> **Gegebene Aufgabe**
Kopieren Sie unverändert den Abschnitt, der mit der Zeile beginnt, die „Target: **barista's fingers**“ enthält, und mit der Zeile endet, die „228 134 L 225“ enthält. Beide Zeilen gehören dazu.

> **Vorliegende Zeilen**
▽

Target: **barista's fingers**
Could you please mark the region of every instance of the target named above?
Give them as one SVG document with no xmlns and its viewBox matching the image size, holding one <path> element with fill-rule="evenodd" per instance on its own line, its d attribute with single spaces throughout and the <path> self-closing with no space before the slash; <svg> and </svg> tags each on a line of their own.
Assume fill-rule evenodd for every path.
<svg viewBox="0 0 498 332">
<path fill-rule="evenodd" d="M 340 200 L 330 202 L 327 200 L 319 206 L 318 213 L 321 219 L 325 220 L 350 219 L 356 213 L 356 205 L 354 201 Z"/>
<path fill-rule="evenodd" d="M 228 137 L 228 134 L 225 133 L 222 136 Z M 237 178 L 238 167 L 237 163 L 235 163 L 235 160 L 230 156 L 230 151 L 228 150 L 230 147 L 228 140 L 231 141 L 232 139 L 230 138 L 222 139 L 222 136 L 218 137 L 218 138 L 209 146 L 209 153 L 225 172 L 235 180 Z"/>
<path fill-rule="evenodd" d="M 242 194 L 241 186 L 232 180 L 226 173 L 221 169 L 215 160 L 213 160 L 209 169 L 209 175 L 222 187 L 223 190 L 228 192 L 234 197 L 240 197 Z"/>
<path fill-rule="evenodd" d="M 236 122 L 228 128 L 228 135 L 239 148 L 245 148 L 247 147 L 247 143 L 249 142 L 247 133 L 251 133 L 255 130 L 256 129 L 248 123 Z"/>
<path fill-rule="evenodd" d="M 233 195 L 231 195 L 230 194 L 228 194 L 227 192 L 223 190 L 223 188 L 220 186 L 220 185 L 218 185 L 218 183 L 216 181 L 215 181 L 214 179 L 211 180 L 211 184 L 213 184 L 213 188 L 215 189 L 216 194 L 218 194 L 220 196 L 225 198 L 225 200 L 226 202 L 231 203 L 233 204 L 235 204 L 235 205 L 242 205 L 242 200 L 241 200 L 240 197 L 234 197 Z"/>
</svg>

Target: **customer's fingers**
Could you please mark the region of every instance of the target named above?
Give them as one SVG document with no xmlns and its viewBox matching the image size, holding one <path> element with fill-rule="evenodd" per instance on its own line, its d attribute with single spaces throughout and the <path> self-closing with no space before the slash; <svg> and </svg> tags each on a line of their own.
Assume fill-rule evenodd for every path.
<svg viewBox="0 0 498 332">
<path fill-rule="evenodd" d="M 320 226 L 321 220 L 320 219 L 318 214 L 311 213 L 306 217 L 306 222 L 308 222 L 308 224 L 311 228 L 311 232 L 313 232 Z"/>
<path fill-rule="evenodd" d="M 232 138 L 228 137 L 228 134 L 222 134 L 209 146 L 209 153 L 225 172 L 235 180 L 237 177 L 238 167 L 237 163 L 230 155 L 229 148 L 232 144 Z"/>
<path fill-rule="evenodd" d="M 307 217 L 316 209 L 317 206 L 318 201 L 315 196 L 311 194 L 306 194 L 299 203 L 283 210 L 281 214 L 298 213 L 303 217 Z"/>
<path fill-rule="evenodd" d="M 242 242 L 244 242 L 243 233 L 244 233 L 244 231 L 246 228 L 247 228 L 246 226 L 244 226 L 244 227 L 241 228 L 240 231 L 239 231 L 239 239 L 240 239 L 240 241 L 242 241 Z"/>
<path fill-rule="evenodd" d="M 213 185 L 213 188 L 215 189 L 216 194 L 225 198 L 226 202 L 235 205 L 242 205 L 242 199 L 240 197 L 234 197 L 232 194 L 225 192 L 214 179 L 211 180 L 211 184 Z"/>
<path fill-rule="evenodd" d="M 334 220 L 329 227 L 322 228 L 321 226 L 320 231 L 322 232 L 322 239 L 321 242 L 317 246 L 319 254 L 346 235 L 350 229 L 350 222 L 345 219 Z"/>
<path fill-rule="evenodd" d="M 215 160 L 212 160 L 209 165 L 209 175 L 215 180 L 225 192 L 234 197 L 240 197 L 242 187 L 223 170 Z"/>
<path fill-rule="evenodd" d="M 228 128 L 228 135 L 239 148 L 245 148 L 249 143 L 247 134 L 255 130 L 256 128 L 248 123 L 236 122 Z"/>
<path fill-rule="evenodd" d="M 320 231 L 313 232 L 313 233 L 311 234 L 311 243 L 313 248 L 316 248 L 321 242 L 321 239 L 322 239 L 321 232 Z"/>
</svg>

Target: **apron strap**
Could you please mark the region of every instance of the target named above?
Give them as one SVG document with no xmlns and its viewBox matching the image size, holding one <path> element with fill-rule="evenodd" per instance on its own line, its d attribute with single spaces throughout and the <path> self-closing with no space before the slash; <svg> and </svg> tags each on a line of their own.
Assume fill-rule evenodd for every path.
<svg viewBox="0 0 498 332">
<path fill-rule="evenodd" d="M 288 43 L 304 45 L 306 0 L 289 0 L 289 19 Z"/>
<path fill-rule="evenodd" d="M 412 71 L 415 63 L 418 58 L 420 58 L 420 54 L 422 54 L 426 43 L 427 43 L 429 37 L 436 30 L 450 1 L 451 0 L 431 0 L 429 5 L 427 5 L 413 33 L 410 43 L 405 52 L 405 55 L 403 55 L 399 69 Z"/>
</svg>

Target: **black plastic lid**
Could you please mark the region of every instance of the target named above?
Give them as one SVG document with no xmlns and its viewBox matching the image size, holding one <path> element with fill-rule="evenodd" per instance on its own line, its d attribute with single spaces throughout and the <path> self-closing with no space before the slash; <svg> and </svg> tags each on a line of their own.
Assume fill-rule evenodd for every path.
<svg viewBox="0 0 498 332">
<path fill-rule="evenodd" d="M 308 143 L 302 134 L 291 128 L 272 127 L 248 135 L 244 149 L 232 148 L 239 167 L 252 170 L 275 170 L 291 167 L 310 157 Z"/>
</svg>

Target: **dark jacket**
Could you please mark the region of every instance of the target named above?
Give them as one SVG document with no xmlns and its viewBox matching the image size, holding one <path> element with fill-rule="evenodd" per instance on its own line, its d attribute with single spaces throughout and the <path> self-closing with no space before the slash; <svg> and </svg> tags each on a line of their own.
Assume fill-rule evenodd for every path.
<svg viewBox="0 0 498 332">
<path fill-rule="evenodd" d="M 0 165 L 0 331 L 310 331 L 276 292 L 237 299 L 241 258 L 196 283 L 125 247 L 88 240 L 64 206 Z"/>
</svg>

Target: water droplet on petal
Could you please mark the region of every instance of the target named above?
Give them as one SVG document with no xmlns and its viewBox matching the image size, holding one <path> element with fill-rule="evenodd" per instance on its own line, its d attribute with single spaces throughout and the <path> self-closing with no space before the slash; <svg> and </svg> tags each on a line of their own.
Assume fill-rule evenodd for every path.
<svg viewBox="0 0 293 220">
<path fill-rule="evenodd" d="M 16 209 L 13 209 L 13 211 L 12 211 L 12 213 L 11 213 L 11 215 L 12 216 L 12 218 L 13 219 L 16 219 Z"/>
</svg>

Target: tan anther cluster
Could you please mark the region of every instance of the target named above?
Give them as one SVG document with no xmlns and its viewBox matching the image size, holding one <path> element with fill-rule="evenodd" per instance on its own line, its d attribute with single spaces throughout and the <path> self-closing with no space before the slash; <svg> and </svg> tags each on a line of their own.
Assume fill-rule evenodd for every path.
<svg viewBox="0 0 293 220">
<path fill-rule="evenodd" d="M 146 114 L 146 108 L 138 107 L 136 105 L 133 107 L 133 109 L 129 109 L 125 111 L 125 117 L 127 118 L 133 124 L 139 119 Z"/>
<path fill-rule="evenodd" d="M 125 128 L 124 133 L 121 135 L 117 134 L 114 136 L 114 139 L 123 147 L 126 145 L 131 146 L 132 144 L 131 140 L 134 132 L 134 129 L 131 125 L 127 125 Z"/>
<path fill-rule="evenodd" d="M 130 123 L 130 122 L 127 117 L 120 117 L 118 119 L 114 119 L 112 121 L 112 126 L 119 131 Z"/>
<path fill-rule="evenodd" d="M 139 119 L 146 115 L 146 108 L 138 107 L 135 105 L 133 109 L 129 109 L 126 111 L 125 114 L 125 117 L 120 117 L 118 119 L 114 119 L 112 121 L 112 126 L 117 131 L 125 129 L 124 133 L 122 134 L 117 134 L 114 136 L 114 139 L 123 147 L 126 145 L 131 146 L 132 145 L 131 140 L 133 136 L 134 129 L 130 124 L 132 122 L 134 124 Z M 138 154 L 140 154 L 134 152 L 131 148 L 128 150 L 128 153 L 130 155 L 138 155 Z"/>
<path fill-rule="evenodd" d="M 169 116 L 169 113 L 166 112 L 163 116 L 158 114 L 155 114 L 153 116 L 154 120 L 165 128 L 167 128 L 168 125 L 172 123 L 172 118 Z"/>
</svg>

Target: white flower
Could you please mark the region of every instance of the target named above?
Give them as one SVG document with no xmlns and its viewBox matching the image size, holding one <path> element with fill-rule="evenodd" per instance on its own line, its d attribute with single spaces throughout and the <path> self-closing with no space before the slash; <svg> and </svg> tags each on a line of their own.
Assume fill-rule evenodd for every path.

△
▽

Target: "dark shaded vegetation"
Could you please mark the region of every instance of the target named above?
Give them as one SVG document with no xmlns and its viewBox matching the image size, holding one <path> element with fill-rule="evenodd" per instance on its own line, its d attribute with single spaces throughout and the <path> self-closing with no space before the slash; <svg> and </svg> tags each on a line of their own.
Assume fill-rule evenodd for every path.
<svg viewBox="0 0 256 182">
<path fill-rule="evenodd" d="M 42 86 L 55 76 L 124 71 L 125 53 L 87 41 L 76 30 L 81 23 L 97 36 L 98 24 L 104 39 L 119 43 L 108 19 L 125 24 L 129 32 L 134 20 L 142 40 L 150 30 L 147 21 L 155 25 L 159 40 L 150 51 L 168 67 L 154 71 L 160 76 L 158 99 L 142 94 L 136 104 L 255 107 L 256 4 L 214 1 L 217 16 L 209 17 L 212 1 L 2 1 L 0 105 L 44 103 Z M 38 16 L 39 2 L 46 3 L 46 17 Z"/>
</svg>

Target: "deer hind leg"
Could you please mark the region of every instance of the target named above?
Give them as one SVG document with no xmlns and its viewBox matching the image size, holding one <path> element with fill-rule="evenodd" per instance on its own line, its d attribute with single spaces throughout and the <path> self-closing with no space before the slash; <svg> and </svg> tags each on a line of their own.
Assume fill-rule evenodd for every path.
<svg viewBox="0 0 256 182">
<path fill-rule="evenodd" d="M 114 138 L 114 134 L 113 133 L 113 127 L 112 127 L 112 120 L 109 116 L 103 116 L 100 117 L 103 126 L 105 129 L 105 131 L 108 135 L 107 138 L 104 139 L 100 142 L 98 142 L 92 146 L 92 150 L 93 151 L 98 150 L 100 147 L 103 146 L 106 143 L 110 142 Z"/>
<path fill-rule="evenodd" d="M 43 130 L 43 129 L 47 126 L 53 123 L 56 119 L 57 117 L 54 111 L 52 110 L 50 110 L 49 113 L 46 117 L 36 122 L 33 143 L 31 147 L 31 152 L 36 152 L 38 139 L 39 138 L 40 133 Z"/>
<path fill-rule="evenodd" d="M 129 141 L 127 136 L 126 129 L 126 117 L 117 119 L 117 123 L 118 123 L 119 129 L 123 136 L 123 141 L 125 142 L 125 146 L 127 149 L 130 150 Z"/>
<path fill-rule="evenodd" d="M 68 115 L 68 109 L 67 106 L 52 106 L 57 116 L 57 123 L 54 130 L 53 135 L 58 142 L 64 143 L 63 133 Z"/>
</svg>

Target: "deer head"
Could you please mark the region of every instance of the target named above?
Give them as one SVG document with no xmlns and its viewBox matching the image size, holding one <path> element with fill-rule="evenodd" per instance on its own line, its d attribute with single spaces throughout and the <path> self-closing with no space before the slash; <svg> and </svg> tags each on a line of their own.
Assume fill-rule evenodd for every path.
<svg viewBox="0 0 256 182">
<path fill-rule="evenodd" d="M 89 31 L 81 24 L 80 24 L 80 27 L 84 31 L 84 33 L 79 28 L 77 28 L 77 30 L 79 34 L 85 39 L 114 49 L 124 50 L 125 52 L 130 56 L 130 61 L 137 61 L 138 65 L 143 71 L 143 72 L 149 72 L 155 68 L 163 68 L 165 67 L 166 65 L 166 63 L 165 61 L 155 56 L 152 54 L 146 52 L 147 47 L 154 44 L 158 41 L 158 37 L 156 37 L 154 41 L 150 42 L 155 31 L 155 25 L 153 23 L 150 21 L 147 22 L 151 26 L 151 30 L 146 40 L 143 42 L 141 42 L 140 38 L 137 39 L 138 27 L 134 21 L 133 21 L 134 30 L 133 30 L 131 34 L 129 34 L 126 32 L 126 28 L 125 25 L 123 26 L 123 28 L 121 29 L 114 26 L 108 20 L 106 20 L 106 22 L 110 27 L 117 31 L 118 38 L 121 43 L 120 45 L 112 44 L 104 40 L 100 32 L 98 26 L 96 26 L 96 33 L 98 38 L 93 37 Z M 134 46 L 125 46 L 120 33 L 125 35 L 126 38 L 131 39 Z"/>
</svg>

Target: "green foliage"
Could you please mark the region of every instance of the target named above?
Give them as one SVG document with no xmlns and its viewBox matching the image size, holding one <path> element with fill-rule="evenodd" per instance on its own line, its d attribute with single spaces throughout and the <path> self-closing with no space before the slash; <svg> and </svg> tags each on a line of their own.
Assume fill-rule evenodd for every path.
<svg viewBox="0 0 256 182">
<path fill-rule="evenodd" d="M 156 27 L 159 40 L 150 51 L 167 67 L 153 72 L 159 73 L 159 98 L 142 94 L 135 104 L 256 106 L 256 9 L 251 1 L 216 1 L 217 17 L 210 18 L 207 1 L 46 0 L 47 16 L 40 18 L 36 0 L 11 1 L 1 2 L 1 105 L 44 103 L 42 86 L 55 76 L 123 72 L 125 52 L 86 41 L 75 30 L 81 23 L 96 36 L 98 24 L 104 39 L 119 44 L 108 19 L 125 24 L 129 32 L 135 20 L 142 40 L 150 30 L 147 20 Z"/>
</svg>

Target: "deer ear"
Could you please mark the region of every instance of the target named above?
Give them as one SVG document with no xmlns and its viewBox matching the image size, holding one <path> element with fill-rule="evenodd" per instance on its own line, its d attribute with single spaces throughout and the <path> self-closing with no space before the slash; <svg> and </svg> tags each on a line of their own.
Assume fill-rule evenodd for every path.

△
▽

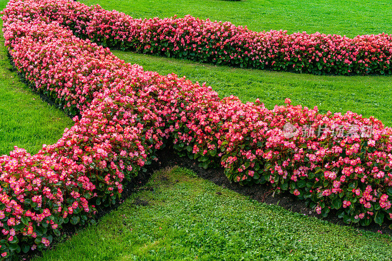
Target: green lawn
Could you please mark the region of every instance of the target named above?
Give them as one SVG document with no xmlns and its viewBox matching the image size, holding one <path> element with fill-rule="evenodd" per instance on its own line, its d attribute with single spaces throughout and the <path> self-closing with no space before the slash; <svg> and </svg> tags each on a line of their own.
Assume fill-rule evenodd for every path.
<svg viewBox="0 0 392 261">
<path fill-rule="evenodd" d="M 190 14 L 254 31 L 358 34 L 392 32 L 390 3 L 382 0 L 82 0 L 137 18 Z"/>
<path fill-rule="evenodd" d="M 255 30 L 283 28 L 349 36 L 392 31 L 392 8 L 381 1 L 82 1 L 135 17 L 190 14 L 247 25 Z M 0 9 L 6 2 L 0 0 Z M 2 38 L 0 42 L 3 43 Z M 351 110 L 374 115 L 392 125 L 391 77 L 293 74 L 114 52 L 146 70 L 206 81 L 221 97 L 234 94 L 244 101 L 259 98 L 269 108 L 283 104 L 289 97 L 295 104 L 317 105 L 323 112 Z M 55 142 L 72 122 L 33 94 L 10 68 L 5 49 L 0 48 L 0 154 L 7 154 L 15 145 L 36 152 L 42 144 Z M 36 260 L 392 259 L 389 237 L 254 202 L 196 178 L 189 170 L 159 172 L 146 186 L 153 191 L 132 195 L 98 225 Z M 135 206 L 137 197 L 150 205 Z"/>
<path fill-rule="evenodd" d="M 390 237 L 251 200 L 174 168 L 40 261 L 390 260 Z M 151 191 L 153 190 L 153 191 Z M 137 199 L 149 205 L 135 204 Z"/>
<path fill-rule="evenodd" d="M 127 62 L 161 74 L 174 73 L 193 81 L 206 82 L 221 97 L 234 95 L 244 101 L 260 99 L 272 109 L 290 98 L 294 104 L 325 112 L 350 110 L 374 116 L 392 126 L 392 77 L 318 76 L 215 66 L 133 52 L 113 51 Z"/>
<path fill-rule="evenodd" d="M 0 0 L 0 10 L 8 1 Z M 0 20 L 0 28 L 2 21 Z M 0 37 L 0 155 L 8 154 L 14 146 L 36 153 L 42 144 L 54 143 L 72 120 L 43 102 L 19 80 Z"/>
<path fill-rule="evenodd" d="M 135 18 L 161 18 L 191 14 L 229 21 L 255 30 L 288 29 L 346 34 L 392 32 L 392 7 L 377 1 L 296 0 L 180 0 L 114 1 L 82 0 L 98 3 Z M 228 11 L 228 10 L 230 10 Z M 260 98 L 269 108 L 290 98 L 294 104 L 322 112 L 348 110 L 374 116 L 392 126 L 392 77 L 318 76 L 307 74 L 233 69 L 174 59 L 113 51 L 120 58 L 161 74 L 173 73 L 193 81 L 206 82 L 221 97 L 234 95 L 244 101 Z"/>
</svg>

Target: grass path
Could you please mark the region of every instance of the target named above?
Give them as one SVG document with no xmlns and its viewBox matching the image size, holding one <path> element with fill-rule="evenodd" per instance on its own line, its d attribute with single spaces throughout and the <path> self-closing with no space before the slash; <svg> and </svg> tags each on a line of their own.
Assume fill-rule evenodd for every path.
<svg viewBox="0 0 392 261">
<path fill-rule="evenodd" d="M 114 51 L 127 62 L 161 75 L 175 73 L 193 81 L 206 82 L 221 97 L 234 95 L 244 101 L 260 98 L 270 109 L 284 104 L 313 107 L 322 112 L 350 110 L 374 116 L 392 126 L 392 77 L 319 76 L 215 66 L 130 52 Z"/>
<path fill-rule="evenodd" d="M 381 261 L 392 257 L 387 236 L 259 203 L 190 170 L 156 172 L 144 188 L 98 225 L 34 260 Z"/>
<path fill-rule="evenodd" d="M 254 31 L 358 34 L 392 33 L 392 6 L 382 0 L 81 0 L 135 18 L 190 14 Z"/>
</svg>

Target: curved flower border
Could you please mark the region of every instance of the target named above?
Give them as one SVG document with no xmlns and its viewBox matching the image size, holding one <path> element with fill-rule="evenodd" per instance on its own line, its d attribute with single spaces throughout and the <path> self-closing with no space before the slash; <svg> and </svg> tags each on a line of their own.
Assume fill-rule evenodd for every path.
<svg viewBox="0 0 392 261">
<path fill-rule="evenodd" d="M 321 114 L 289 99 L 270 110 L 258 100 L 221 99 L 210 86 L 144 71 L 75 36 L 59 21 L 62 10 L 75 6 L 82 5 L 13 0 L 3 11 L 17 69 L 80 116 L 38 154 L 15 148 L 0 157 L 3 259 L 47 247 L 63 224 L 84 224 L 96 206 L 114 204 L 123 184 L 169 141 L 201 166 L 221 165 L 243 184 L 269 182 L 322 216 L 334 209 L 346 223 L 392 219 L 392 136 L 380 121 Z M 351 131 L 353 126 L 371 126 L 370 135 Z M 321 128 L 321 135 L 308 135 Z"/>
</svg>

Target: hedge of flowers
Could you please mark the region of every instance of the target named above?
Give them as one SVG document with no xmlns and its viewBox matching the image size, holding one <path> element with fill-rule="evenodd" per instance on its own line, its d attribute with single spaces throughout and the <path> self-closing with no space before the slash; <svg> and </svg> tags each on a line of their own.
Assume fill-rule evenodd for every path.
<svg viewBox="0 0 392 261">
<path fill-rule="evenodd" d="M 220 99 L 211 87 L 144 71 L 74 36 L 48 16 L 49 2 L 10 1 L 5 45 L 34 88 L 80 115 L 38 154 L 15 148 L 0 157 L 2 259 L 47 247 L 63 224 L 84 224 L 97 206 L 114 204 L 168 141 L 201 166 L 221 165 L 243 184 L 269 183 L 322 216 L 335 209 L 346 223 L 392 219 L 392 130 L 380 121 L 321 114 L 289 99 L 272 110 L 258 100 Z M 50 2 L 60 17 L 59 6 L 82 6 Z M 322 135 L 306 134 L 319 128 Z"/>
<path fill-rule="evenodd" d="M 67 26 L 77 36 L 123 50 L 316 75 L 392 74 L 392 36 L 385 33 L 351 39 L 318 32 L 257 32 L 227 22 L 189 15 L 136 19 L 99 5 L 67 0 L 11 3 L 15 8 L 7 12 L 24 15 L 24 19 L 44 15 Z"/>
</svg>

△

> **Lösung der Aufgabe**
Target: **barista's fingers**
Could you please mark the region of every instance of the target named above?
Give them as one SVG document with no xmlns and its viewBox matching the image size, holding one <path> element with fill-rule="evenodd" per instance on its own line, its d attribute with single spaces throughout and the <path> self-closing with no space before the slash; <svg> and </svg> tags each on a line of their own.
Assume fill-rule evenodd for every path.
<svg viewBox="0 0 498 332">
<path fill-rule="evenodd" d="M 340 200 L 330 202 L 327 200 L 319 206 L 318 213 L 321 219 L 325 220 L 350 219 L 356 213 L 356 205 L 354 201 Z"/>
<path fill-rule="evenodd" d="M 228 137 L 228 134 L 225 133 L 222 136 Z M 237 178 L 238 167 L 237 163 L 235 163 L 235 160 L 230 156 L 230 151 L 228 150 L 230 147 L 228 140 L 231 141 L 232 139 L 230 138 L 222 139 L 222 136 L 218 137 L 218 138 L 209 146 L 209 153 L 225 172 L 235 180 Z"/>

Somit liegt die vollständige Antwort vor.